• [EXTRAIT RETENU]
Si nous admettons l’hypothèse, d’ailleurs plausible, que le pouvoir de l’argent ait baissé de moitié, que la pièce d’un franc du lendemain de la guerre vaudra 50 centimes de 1913, nous devrions en conclure que la richesse nouvelle ne satisfera pas plus de la moitié des besoins que son chiffre total eût satisfait il y a quatre ans. Mais la différence, pour les capitalistes de fraîche date, ne sera pas telle parce que, dans l’intervalle, le taux de l’intérêt a haussé et que, par conséquent, le nouvel argent rapportera plus que l’ancien.

• [DONNÉES BRUTES]
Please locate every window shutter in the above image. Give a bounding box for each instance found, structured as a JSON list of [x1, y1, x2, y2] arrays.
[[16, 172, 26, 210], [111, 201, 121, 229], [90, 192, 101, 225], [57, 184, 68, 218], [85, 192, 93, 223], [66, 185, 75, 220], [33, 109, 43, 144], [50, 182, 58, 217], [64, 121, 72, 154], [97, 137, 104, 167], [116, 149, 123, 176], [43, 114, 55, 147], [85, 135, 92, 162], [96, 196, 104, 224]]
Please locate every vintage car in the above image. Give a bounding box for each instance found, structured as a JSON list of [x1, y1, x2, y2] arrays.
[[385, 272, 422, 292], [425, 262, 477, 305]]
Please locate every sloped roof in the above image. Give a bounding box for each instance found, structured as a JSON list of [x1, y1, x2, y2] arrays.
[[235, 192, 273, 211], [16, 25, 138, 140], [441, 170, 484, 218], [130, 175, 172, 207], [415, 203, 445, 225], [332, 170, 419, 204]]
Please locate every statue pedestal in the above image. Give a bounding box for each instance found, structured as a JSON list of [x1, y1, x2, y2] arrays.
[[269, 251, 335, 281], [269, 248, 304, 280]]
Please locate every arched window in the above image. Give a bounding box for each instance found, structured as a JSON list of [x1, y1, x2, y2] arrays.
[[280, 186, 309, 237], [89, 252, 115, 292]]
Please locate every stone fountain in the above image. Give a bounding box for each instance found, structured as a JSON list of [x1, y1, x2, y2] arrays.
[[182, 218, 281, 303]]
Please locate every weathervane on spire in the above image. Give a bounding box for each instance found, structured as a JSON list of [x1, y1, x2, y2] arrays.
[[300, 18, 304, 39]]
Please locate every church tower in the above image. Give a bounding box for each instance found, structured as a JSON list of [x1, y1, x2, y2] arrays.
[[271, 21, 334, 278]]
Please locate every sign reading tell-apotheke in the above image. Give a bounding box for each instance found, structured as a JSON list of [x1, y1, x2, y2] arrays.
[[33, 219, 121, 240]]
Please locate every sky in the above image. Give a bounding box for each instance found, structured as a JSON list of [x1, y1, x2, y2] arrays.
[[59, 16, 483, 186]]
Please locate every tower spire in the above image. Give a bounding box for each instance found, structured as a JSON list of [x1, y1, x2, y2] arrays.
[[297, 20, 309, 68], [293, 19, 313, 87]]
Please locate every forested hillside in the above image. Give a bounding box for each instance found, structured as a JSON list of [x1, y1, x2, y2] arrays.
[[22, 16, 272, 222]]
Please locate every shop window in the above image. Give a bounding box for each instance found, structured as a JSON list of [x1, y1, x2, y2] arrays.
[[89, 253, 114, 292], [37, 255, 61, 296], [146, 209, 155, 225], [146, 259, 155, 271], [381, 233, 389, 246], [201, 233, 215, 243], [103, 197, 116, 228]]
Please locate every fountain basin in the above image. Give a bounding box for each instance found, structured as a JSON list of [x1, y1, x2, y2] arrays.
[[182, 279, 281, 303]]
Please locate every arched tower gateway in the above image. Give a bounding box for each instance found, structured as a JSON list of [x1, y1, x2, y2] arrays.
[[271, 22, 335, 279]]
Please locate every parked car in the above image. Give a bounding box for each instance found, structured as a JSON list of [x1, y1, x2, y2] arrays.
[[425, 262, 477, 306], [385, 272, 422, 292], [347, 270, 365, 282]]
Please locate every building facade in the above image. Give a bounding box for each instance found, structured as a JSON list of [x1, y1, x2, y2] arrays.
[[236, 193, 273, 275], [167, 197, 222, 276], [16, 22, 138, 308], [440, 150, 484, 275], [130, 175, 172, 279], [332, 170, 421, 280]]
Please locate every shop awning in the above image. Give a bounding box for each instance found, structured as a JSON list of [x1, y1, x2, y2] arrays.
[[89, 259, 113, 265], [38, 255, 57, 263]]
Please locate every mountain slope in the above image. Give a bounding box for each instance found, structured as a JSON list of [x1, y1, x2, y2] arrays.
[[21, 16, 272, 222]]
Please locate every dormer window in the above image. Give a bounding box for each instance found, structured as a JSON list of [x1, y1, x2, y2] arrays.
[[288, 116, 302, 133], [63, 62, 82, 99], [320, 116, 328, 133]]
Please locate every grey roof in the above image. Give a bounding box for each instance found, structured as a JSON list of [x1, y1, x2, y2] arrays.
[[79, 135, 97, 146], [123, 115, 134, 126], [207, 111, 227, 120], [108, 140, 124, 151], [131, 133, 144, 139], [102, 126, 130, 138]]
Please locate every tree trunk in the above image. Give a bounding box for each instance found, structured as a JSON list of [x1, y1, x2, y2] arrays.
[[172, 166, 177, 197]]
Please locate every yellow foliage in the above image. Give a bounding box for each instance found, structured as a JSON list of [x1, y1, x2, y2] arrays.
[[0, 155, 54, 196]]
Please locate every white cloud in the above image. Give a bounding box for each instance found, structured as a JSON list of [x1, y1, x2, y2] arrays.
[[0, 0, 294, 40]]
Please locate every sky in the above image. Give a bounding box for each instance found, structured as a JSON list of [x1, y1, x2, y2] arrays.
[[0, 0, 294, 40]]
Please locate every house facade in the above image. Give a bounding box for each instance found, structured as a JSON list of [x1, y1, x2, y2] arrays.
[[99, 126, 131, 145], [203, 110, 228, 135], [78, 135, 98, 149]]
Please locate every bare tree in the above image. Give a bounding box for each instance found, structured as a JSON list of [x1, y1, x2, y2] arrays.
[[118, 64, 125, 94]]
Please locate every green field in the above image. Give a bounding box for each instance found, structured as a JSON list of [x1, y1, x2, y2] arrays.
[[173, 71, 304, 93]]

• [CONSIGNE 1]
D'après l'extrait sur le pouvoir de l'argent, combien vaudra en centimes de 1913 la pièce d'un franc du lendemain de la guerre ?
• [CONSIGNE 2]
Reprenez l'extrait sur le pouvoir de l'argent à la suite de sa dernière phrase et poursuivez-le.

• [RÉPONSE 1]
Elle vaudra 50 centimes de 1913.

• [RÉPONSE 2]
Seulement la nouvelle richesse a ceci d’artificiel qu’elle représente non pas une production, mais une créance, sur un débiteur qui a dissipé la somme empruntée. Ce « débiteur » n’est autre que la nation française elle-même dont les nouveaux riches font partie. Il faudra qu’ils fournissent ’à la nation de quoi les payer ; ils ne peuvent conserver leur richesse qu’à la condition de verser, comme contribuables, une part de ce qu’ils toucheront comme rentiers. Quelle part ? Nul ne saura, jusqu’à la fin de la guerre, à combien pourra monter le chiffre du budget futur. De ce budget, proposer, discuter ou même imaginer les bases possibles, nous ferait sortir aujourd’hui du cadre de cet article. Chacun sait qu’il faudra, pour balancer la recette et la dépense, recourir aux deux catégories d’impôts : aux « bons, » c’est-à-dire ceux que paie le voisin ; aux « mauvais, » ceux qu’il faut payer soi-même.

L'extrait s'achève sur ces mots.